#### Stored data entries
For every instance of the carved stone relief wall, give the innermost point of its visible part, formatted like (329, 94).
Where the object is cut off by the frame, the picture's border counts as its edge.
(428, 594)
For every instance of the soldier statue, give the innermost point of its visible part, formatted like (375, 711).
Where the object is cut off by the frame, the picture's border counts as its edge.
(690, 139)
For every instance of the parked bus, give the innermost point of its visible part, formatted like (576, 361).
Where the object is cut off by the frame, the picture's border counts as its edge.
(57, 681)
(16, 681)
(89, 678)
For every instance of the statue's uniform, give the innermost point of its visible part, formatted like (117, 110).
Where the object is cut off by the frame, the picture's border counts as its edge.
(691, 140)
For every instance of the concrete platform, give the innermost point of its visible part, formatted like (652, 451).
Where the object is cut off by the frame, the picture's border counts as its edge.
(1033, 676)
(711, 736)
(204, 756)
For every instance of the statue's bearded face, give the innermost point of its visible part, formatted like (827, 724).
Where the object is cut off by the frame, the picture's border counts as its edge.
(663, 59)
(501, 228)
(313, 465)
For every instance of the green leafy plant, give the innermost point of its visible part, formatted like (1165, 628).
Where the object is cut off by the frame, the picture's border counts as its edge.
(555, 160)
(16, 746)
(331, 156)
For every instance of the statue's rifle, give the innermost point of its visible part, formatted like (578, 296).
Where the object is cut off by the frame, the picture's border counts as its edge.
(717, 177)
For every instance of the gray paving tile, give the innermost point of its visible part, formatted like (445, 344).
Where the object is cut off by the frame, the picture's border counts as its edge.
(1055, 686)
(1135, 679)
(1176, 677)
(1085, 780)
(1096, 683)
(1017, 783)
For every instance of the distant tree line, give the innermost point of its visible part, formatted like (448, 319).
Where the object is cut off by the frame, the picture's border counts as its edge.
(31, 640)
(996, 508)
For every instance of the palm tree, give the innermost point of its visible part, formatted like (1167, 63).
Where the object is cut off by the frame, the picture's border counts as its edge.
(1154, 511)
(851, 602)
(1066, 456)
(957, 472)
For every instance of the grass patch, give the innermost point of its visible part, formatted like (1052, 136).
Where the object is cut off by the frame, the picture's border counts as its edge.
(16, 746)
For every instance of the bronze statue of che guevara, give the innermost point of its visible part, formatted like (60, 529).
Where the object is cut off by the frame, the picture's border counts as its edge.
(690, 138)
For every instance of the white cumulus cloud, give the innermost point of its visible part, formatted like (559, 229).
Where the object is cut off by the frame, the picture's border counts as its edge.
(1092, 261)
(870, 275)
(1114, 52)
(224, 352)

#### About this exercise
For the string "statue", show each line of the entries above where it occurs.

#### Task output
For every instance of the soldier statue, give the innermost point of its visible part, formatted like (375, 711).
For every instance of the statue's uniform, give the innermost point of its visible part, formatted like (117, 110).
For every instance of the statue's bearded face, give the innermost point of its visible part, formatted like (827, 724).
For every instance of the statue's rifle, give the innermost point of its visible part, formatted like (578, 296).
For every instance of the bronze statue of che guevara, give the innermost point of its visible part, formatted like (60, 529).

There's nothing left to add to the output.